### SUPPLIED RECORDS ###

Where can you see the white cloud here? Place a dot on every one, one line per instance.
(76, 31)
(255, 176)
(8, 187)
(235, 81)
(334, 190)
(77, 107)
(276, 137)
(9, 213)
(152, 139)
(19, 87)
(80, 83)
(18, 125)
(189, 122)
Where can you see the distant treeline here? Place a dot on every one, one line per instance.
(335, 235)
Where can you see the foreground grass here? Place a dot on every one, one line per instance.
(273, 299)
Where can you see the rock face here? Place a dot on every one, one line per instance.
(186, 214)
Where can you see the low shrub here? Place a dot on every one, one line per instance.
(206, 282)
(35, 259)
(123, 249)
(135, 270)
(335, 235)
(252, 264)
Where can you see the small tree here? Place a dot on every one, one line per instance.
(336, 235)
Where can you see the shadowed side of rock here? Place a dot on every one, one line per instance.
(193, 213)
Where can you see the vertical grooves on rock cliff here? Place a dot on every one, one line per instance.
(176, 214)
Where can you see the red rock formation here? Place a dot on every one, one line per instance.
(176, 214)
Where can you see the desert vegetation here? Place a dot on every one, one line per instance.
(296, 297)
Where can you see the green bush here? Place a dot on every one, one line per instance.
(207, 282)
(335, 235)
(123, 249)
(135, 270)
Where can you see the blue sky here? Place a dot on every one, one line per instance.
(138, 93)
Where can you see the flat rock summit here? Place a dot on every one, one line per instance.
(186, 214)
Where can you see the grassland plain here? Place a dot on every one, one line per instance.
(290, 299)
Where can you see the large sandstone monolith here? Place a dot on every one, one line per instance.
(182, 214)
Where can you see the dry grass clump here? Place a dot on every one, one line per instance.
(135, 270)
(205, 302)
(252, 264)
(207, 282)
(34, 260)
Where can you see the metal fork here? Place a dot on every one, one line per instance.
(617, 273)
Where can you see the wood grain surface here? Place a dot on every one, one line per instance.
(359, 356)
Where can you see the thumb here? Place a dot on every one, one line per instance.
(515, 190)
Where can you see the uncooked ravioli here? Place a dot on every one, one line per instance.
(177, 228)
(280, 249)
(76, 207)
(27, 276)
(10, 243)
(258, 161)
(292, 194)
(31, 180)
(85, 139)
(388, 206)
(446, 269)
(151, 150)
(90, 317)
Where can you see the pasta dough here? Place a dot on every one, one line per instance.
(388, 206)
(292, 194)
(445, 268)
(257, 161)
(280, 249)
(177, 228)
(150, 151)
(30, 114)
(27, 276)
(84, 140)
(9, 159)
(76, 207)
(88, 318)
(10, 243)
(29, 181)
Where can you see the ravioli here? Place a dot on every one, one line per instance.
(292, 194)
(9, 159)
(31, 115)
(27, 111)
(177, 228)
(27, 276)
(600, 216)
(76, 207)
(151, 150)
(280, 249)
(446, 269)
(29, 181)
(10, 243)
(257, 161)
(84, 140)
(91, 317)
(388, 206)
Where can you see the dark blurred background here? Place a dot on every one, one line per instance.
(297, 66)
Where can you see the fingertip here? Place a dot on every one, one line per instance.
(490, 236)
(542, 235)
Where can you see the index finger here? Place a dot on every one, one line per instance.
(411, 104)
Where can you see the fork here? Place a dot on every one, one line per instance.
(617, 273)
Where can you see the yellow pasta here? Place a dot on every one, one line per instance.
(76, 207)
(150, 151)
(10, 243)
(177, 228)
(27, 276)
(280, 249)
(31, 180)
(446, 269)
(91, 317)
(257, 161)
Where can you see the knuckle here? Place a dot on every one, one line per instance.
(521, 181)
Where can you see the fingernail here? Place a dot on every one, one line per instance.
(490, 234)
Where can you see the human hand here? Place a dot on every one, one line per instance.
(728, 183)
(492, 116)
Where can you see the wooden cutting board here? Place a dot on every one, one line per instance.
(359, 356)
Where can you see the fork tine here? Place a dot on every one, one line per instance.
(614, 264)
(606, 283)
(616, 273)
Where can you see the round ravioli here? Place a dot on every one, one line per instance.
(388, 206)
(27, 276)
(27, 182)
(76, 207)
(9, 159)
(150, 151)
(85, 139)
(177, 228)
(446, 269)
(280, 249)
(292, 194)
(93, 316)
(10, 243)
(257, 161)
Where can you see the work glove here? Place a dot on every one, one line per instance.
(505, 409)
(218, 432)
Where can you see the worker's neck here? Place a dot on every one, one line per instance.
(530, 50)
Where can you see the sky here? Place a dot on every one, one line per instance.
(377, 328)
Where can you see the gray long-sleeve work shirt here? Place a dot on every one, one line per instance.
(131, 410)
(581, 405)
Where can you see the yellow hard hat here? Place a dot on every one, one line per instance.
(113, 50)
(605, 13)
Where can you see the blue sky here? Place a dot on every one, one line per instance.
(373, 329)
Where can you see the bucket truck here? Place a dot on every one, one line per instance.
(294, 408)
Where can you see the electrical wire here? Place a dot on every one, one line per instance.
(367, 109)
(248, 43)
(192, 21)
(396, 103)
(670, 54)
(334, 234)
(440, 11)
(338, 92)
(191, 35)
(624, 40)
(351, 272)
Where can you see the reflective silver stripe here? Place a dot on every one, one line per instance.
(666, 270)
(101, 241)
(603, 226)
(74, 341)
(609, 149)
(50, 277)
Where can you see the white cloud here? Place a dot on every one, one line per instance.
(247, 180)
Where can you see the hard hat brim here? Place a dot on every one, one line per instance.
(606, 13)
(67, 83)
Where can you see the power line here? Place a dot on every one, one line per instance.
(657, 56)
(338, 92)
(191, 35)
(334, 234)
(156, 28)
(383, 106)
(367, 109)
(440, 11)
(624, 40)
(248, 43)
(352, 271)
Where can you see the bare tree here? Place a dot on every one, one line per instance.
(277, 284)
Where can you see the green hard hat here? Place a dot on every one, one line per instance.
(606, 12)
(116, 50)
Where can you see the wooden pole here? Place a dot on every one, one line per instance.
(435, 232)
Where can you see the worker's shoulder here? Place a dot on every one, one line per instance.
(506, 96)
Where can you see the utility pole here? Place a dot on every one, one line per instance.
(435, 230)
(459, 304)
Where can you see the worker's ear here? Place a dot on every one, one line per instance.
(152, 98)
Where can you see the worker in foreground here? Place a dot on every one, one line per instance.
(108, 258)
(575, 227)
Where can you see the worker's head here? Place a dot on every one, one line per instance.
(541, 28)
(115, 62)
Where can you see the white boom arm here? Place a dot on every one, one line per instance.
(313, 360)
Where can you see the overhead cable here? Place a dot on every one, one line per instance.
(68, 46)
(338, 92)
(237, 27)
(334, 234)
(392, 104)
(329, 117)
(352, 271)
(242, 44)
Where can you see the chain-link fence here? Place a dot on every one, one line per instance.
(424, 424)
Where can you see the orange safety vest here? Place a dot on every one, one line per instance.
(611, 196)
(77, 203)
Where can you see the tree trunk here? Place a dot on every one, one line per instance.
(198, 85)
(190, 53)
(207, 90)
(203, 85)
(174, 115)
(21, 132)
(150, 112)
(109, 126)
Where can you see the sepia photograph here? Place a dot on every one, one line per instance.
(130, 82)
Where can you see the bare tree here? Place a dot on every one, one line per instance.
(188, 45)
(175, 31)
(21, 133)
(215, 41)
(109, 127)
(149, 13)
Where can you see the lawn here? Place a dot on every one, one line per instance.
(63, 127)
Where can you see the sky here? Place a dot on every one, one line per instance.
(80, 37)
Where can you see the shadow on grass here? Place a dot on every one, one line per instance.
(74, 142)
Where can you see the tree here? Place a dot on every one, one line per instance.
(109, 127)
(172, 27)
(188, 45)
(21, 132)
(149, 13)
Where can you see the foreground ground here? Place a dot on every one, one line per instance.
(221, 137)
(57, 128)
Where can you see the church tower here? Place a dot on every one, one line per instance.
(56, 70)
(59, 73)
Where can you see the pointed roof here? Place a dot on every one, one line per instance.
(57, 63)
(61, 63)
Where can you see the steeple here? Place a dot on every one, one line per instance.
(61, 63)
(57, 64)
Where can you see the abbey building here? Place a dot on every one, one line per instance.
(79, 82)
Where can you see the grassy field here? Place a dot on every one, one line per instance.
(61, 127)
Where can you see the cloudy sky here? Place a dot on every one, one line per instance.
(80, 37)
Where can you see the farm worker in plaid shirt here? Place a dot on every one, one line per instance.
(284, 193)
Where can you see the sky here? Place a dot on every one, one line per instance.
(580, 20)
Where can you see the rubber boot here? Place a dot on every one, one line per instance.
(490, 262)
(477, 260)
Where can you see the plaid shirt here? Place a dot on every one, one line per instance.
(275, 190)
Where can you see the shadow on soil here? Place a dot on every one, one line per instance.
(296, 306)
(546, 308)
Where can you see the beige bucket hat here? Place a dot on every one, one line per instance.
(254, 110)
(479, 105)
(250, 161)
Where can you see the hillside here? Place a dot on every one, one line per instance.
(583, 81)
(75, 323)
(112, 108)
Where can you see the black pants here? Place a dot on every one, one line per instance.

###

### AIM OF THE EXERCISE
Only the lines from the one containing "Where can you see the steeple" through the end of the material should be reproduced, exactly, with both ends included.

### EXERCISE SOLUTION
Where can you see the steeple here? Place a dot on every one, one line per instance.
(61, 63)
(57, 64)
Where can you see the abbey building here? Place a dot on every one, one line per instance.
(79, 82)
Where can you see the grassy field here? Place a dot on every one, one line per instance.
(61, 127)
Where can you see the cloudy sky here? Place a dot on every one, one line per instance.
(80, 37)
Where can you see the farm worker in plaid shirt here? Place a dot on every one, one line per instance.
(284, 193)
Where can you see the sky here? Place a dot on every one, one line per instance.
(580, 20)
Where can you see the rubber boot here? Place a dot on every one, one line per instance.
(490, 262)
(477, 260)
Where can you see the plaid shirt here? Place a dot on every one, one line per instance.
(275, 190)
Where can you see the shadow on soil here? Place a dot on every one, one line per instance.
(296, 306)
(546, 308)
Where can you see the beige bucket hat here? Place a dot on every one, one line per instance.
(254, 110)
(479, 105)
(250, 161)
Where can you see the hillside here? Place a dot on every one, one line per instance.
(583, 81)
(75, 323)
(112, 108)
Where can you see the black pants here? Place a dot on every one, one line per instance.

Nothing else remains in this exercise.